:: Records shown ::

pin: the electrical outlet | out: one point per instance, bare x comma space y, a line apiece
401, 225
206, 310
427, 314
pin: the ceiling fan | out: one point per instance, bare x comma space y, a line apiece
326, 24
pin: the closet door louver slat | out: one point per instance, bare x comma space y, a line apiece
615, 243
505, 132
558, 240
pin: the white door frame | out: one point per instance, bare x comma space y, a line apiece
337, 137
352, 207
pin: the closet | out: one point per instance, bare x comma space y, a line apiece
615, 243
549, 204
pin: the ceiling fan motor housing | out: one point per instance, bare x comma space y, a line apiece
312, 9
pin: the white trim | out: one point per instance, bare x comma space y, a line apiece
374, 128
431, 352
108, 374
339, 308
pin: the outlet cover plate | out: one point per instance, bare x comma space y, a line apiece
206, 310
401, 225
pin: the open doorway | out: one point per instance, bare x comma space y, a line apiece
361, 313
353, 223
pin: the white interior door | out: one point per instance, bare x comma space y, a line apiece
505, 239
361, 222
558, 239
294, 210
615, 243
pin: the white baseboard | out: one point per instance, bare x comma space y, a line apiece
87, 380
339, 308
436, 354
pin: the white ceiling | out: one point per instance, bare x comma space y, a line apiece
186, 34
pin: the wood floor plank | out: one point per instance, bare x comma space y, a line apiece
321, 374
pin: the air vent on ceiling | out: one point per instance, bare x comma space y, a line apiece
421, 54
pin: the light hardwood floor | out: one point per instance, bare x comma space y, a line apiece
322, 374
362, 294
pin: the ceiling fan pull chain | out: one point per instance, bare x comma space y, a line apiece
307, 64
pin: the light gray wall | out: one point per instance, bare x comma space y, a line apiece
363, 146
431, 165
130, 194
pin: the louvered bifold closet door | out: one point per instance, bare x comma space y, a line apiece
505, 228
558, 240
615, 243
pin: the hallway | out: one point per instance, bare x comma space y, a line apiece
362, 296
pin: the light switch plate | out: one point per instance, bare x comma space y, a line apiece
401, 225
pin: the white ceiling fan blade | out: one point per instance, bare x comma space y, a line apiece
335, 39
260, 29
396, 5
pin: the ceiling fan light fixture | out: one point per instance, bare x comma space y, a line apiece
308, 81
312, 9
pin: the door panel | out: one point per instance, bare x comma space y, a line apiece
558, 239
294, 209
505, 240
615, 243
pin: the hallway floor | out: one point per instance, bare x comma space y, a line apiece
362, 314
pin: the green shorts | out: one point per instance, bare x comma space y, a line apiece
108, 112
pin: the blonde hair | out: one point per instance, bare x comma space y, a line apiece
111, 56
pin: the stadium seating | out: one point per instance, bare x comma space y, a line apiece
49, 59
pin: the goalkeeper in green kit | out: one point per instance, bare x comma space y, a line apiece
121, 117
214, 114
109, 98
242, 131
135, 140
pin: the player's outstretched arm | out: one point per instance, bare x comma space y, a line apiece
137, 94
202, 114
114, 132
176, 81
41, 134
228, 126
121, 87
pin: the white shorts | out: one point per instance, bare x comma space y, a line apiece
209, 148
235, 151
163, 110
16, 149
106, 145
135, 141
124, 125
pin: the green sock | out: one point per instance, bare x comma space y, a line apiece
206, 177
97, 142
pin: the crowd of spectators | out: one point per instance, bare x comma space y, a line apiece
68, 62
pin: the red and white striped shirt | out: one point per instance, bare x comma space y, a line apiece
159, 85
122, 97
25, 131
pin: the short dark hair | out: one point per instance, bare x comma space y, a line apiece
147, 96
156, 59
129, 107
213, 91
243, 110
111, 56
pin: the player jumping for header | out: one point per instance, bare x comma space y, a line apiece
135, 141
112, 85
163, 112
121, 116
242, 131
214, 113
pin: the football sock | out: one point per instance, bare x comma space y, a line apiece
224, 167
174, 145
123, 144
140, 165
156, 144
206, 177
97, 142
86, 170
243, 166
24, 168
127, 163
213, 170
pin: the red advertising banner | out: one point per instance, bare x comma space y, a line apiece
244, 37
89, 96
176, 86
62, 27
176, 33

:::

* **Exercise instructions**: Output the lines from all of the rows as a JSON list of strings, one string per line, leaving out any blank lines.

* **Result**:
[
  "pin: the electrical outlet | out: one point per instance, bare x comma space y, a line apiece",
  "401, 225",
  "206, 310",
  "427, 314",
  "pin: the ceiling fan | out: one point per instance, bare x comma space y, a line apiece",
  "326, 24",
  "pin: the closet door louver slat | out: one point per instance, bare x comma space y, a line apiece",
  "615, 243",
  "505, 132",
  "558, 240",
  "pin: the white door frame | out: one point per instance, bare x comma space y, a line apiece",
  "337, 137",
  "352, 207",
  "pin: the closet | out: one point per instance, bare x comma space y, a line apiece",
  "615, 243",
  "549, 204",
  "pin: the ceiling fan motor housing | out: one point per instance, bare x comma space y, a line apiece",
  "312, 9",
  "pin: the white trim | out: one point per instance, bare x comma space y, a line apiece",
  "374, 128",
  "431, 352",
  "108, 374",
  "339, 308",
  "pin: the outlet cover plate | out: one point per instance, bare x comma space y, a line apiece",
  "206, 310",
  "401, 225",
  "pin: the open doorway | out: one point per instance, bare x comma space y, a line apiece",
  "361, 313",
  "353, 223",
  "pin: the white interior door | out: one point per instance, bare x comma space y, a line apiece",
  "505, 239",
  "361, 222",
  "558, 239",
  "294, 210",
  "615, 243",
  "pin: the white baseboard | out: one point per instance, bare x comma space y, a line apiece",
  "87, 380",
  "339, 308",
  "436, 354",
  "pin: the white ceiling | out: one point per instance, bare x comma space y, a line apiece",
  "186, 34",
  "pin: the wood floor plank | out: one point per instance, bare x comma space y, a line apiece",
  "321, 374",
  "pin: the air vent on ceiling | out: one point per instance, bare x comma space y, a line apiece",
  "421, 54",
  "pin: the light hardwood floor | out: one point per instance, bare x comma space y, a line apiece",
  "322, 374",
  "362, 294",
  "pin: the ceiling fan pull chain | out: one point per instance, bare x comma space y, a line apiece",
  "307, 64",
  "pin: the light gray wall | out: one point per instance, bare x comma space y, a line apiece",
  "363, 146",
  "431, 165",
  "130, 194",
  "pin: the louvered bifold closet door | out: one point per instance, bare x comma space y, a line apiece",
  "505, 228",
  "558, 240",
  "615, 243",
  "pin: the hallway | out: one point per instance, bare x comma space y, a line apiece",
  "362, 296",
  "pin: the light switch plate | out: one point per instance, bare x comma space y, a line apiece",
  "401, 225",
  "pin: the white ceiling fan blade | out: one point per instance, bare x comma space y, a line apiece",
  "335, 39",
  "260, 29",
  "396, 5",
  "pin: the ceiling fan light fixture | out: one point per instance, bare x comma space y, a line apiece",
  "308, 81",
  "312, 9",
  "pin: the door panel | out: one point per instance, bare x comma space y, a line apiece",
  "558, 239",
  "294, 209",
  "505, 240",
  "615, 243",
  "pin: the hallway floor | out: one point per instance, bare x comma space y, a line apiece",
  "362, 314",
  "pin: the green shorts | out: one point per instance, bare x comma space y, a line apiece",
  "108, 112",
  "pin: the blonde hair | out: one point per instance, bare x comma space y, a line apiece",
  "111, 56",
  "pin: the stadium seating | out: one point per instance, bare x comma space y, a line apiece",
  "49, 59",
  "pin: the goalkeeper in green kit | out: one point per instance, bare x comma space y, a line apiece",
  "121, 117",
  "214, 114",
  "109, 98",
  "242, 131",
  "135, 140",
  "pin: the player's outstretched arm | out: one point per instance, bare x comma space y, a line apiece",
  "137, 94",
  "202, 114",
  "114, 132",
  "176, 81",
  "41, 134",
  "228, 126",
  "121, 87",
  "pin: the white shorts | out: one point per instance, bare x comma space y, a line apiece",
  "209, 148",
  "235, 151",
  "163, 110",
  "16, 149",
  "106, 145",
  "135, 141",
  "124, 125",
  "pin: the green sock | out: one point per instance, bare x comma space y, a line apiece",
  "206, 177",
  "97, 142",
  "pin: the crowd of spectators | out: one point per instance, bare x comma space y, a line apiece",
  "68, 62",
  "pin: the red and white striped shirt | out: one point per instance, bare x comma space y, a line apiece",
  "159, 85",
  "122, 97",
  "25, 131",
  "pin: the short dark hair | out: one point per instance, bare x comma space y, a line apiece",
  "147, 96",
  "156, 59",
  "129, 107",
  "213, 91",
  "243, 110",
  "111, 56",
  "pin: the player jumping for header | out: one point per instance, bare x comma space y, a line apiece",
  "135, 141",
  "112, 85",
  "163, 112",
  "121, 116",
  "242, 131",
  "214, 113",
  "pin: the football sock | out: one point per instance, bare x comma space y, a line apiece",
  "224, 167",
  "174, 145",
  "123, 144",
  "140, 165",
  "156, 144",
  "206, 177",
  "97, 142",
  "86, 170",
  "243, 166",
  "24, 168",
  "127, 163",
  "213, 170",
  "pin: the red advertising banner | out: one point per instance, bare x comma space y, a line apiece",
  "244, 37",
  "89, 96",
  "176, 86",
  "62, 27",
  "176, 33"
]